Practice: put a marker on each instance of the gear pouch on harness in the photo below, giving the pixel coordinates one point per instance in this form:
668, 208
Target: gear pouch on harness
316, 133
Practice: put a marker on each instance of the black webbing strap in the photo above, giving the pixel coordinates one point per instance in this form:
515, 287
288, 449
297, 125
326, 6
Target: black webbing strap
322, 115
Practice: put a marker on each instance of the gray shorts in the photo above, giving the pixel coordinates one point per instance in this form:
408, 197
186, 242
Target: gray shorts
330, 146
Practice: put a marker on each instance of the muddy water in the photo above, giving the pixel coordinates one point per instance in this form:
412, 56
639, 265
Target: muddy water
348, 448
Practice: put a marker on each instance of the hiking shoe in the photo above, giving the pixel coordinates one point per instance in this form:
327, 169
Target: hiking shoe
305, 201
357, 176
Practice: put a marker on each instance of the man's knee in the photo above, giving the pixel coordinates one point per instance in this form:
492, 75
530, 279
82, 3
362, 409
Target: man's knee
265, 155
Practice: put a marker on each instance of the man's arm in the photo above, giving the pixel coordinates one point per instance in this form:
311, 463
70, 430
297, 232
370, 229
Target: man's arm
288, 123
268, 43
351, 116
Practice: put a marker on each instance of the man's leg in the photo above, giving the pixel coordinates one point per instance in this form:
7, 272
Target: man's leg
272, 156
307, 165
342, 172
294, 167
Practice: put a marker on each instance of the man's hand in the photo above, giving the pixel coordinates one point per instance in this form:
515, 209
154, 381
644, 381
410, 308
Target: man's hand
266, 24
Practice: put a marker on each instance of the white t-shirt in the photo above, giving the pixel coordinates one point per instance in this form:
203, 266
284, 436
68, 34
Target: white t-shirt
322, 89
● ● ● ● ●
**PROBLEM TO SOLVE**. In the listing above, the lines from the one containing "Practice: put a marker on each instance of the man's knee" through the one containing "Practice: put a marker on each instance of the man's arm" must be set down exactly, with no other lines.

**SOLUTION FOR THIS TASK**.
Practice: put a marker on each instance of the man's knee in the photo above, giving the pixel coordinates one point per instance in this form:
492, 75
530, 279
82, 3
362, 409
Target: man's knee
265, 155
Practice: put a marker on each instance of the man's arm in the photo above, giving the pixel coordinates one point per instance in this form:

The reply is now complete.